Records to use:
════════════════════

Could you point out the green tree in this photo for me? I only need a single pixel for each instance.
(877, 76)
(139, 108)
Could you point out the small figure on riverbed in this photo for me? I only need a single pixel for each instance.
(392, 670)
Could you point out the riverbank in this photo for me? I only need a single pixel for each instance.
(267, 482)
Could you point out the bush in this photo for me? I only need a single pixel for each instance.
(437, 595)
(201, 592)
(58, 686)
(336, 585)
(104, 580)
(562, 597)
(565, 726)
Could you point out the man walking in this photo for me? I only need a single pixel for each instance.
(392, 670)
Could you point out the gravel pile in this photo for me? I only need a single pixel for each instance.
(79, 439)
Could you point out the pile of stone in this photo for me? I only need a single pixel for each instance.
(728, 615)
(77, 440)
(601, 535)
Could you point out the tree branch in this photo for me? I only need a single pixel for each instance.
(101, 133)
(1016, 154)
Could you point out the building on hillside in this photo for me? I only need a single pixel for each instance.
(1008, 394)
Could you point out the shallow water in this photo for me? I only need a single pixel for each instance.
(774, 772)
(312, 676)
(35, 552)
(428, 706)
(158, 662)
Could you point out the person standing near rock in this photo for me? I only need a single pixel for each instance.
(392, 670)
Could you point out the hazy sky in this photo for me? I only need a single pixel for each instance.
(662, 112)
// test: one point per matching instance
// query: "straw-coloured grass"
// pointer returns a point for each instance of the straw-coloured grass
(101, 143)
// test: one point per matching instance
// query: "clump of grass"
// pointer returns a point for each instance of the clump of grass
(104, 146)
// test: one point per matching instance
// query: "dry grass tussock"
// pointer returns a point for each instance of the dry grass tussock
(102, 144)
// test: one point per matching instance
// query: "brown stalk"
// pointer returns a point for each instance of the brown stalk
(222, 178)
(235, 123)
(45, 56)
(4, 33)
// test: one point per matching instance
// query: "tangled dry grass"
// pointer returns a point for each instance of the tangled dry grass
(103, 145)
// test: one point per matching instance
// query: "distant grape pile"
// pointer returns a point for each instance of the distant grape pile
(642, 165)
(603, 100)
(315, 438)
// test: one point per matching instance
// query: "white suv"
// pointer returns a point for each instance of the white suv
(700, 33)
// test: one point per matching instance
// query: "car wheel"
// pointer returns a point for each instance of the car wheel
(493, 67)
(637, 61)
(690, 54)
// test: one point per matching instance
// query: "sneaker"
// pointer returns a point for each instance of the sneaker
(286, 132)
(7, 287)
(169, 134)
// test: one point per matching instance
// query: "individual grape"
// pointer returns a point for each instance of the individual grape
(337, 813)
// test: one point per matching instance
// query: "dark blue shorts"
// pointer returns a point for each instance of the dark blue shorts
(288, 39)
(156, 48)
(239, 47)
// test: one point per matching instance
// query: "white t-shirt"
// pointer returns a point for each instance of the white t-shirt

════════════════════

Exercise objective: Where a line of the listing includes the word "query", it counts; say how many such lines there are and nothing more.

The answer: 12